Exercise material
+---+

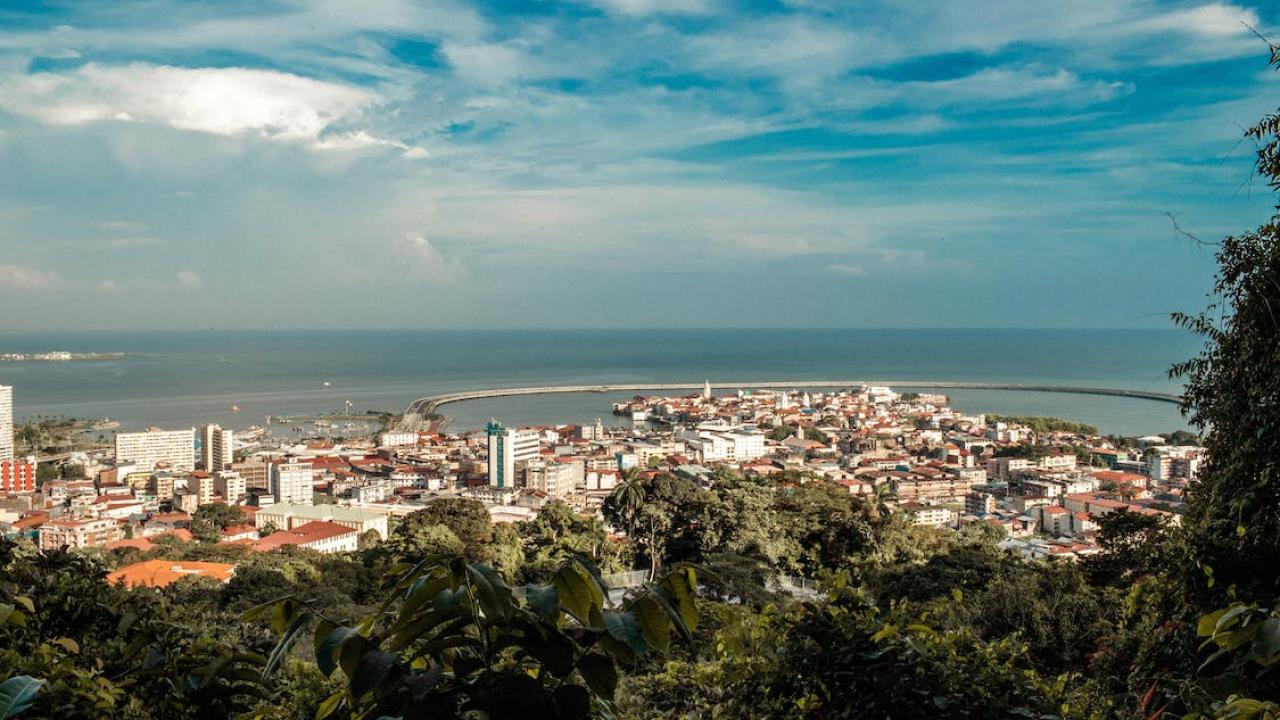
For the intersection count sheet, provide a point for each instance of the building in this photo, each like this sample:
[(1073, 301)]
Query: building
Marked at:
[(318, 536), (256, 473), (7, 447), (201, 486), (288, 516), (397, 440), (558, 479), (215, 449), (291, 482), (78, 533), (176, 449), (164, 573), (231, 486), (17, 475), (506, 449)]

+---+

Reproduce every line of the listing above verbatim, omitting the pictures.

For the intersection count sheet, provide a point for each instance of the building in this photo, each like this sample:
[(1073, 301)]
Query: building
Marked at:
[(318, 536), (256, 473), (7, 447), (201, 486), (288, 516), (397, 440), (558, 479), (215, 449), (291, 482), (78, 533), (176, 449), (164, 573), (231, 486), (17, 475), (506, 449)]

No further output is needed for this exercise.